> TASK DIRECTIONS
Find the string "backdrop" in the records. Copy every line it appears in.
=== DATA TO EXAMINE ===
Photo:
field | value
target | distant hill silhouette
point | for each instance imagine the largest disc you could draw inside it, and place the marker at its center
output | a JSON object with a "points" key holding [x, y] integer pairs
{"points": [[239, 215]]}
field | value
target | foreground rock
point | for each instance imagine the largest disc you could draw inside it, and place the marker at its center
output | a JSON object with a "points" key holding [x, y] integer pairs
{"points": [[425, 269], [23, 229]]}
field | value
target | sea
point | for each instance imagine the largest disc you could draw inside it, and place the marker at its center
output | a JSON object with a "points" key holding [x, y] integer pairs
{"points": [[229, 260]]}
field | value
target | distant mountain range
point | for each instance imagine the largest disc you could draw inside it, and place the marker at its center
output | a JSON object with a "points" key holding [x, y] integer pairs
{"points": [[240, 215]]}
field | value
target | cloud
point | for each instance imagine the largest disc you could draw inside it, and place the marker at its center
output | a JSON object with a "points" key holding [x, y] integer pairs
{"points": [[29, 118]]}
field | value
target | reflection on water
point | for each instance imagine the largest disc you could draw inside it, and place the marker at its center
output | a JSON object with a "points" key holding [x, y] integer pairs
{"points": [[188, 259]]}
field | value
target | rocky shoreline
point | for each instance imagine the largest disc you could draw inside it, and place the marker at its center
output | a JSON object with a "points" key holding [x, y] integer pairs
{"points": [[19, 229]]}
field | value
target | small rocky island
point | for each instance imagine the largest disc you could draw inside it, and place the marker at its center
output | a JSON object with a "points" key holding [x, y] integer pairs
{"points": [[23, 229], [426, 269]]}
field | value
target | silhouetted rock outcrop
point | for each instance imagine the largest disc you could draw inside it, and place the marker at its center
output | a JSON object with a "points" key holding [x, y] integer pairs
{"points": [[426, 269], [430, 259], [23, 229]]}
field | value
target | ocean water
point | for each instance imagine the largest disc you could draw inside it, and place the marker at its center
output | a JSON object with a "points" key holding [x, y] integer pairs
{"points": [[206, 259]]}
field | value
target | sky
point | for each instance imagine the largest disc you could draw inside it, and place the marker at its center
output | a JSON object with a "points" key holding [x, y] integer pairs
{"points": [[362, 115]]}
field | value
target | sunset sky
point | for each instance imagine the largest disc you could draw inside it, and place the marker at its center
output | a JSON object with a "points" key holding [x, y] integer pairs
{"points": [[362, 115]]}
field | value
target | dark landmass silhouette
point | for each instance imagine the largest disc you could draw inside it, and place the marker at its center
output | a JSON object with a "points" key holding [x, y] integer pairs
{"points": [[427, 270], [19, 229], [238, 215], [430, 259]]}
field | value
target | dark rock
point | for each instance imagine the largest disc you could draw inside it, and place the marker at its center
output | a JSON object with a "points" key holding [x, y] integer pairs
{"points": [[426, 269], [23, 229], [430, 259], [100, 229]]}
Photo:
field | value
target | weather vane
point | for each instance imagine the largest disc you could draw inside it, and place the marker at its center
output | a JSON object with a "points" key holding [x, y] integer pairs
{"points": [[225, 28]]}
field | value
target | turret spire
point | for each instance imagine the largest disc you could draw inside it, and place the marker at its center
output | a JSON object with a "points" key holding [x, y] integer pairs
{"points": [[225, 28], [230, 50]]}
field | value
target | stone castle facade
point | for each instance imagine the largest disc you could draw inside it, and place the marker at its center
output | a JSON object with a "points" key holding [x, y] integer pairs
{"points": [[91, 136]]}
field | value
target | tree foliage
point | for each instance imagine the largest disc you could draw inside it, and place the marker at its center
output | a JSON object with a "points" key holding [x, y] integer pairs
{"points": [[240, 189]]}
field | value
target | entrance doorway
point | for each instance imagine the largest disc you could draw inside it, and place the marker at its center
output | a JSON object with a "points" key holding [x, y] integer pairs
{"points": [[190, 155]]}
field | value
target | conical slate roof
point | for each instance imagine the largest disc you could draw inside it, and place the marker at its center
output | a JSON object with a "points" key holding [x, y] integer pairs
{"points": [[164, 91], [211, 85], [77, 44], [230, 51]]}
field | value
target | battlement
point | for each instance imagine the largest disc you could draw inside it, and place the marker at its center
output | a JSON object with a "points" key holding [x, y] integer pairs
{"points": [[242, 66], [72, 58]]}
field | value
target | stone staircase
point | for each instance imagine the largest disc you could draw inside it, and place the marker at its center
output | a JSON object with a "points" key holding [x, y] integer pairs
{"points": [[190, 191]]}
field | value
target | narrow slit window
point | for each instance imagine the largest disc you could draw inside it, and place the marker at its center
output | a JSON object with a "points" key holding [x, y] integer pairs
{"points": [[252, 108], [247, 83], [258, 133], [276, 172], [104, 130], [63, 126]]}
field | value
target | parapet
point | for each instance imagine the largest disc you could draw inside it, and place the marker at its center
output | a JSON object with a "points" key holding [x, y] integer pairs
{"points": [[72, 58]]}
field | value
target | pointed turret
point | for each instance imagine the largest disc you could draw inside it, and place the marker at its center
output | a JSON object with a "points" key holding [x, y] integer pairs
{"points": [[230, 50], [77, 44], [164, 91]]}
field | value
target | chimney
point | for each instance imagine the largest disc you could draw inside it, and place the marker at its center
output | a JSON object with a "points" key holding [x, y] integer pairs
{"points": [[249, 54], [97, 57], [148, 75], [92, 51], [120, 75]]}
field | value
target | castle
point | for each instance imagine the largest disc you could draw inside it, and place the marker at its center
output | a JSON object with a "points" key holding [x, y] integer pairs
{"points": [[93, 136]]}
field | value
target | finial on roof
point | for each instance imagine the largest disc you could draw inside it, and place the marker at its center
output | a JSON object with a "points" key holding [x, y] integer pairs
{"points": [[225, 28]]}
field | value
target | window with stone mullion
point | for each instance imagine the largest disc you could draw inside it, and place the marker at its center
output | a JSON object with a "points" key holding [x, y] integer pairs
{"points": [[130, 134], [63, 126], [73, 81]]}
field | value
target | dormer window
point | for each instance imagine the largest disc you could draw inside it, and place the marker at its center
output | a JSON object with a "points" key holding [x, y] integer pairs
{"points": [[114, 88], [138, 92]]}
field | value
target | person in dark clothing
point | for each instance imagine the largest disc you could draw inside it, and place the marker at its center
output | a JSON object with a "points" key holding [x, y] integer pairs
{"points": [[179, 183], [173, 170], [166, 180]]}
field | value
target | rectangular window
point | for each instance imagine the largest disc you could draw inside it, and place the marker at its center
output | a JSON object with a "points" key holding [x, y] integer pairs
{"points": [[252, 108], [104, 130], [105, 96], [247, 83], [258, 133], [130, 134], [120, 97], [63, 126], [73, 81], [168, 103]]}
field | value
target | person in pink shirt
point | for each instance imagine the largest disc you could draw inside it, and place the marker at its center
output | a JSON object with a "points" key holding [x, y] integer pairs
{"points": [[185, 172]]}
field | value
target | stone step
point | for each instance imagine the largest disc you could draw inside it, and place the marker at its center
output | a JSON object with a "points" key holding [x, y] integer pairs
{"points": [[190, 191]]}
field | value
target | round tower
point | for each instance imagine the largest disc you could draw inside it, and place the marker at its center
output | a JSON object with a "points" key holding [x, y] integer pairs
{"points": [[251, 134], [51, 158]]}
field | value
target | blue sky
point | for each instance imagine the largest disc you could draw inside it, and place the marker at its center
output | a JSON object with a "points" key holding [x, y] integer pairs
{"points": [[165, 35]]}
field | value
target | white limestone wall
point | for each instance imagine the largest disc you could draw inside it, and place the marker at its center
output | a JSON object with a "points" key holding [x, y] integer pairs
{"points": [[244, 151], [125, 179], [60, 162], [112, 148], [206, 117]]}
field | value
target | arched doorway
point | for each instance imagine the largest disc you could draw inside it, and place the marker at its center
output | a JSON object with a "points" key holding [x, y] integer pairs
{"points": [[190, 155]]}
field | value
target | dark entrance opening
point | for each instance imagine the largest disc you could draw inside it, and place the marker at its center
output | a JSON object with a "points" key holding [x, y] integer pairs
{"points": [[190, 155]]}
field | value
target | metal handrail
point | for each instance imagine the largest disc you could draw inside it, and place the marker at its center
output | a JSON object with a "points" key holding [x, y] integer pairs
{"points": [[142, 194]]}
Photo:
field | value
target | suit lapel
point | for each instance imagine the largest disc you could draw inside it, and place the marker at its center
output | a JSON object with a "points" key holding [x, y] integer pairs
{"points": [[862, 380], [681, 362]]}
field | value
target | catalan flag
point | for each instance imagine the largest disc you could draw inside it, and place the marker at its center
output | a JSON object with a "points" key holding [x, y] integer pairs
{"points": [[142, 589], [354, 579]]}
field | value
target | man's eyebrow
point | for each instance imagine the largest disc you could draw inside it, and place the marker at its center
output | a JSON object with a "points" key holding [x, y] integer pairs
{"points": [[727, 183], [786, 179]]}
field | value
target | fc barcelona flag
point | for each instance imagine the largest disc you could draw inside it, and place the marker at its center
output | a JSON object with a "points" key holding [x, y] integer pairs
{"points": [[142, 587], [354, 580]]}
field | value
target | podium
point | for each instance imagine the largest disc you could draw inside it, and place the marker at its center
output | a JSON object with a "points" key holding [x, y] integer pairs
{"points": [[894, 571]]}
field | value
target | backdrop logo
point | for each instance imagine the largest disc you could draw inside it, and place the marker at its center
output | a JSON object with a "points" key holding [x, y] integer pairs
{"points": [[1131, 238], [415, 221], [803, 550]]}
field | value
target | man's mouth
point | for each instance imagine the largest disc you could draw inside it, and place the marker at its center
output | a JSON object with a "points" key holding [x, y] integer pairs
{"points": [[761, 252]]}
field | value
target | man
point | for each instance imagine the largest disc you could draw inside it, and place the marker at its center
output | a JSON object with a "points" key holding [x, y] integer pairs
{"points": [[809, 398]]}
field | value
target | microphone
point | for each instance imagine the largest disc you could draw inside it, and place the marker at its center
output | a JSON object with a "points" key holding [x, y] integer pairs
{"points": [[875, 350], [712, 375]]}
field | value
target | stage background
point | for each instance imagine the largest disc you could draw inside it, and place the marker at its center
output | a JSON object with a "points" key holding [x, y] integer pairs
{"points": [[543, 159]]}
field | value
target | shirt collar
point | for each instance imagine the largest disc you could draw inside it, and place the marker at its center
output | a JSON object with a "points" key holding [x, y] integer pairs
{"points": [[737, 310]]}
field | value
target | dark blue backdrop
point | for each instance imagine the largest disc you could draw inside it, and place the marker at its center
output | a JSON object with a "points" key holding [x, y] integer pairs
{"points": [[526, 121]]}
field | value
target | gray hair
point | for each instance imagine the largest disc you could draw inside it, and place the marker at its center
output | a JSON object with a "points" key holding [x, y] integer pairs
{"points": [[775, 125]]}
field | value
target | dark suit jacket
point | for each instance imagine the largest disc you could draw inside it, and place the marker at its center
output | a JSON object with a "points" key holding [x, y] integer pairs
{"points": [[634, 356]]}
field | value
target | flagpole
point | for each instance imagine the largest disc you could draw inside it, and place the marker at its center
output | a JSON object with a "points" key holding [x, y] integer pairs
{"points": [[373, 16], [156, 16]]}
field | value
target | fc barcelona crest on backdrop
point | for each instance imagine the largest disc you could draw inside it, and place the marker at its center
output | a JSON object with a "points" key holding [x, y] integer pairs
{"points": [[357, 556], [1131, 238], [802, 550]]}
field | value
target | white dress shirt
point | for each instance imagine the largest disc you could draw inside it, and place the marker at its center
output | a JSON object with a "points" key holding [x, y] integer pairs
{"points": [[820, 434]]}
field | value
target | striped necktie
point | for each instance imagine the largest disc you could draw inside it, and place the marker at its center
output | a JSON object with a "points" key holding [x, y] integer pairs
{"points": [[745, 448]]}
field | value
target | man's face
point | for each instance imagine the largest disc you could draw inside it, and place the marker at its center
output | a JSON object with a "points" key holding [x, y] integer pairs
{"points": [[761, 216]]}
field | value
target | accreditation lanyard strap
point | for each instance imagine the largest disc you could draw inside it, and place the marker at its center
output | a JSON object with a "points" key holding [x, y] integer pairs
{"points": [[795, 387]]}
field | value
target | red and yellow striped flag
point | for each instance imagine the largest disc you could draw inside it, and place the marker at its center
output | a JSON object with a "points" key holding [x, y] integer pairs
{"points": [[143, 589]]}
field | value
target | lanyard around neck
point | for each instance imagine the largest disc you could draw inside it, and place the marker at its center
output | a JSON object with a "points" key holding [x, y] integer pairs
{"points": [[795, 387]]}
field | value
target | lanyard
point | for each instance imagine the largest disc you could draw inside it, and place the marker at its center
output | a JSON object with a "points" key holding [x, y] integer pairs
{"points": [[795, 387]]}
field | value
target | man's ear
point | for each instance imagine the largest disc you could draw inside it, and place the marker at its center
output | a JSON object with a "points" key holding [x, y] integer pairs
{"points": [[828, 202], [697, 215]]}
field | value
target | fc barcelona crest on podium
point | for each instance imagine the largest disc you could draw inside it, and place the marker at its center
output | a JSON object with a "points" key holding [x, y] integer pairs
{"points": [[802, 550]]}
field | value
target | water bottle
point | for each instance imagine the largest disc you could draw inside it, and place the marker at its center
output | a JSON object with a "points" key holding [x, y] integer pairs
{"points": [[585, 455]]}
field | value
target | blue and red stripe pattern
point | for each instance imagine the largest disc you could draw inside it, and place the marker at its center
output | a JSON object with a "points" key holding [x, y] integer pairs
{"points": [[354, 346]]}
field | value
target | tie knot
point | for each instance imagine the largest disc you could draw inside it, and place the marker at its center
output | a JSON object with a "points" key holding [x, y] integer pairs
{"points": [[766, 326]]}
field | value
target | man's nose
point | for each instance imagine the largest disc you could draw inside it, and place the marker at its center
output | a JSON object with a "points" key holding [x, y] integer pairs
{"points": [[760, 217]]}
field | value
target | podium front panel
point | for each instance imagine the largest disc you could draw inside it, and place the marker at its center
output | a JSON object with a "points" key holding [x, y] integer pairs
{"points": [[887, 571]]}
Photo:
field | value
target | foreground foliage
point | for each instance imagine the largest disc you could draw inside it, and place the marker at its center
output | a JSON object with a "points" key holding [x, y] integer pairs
===
> FINISHED EXERCISE
target | backdrop logo
target | dark blue backdrop
target | fc barcelona crest on backdrop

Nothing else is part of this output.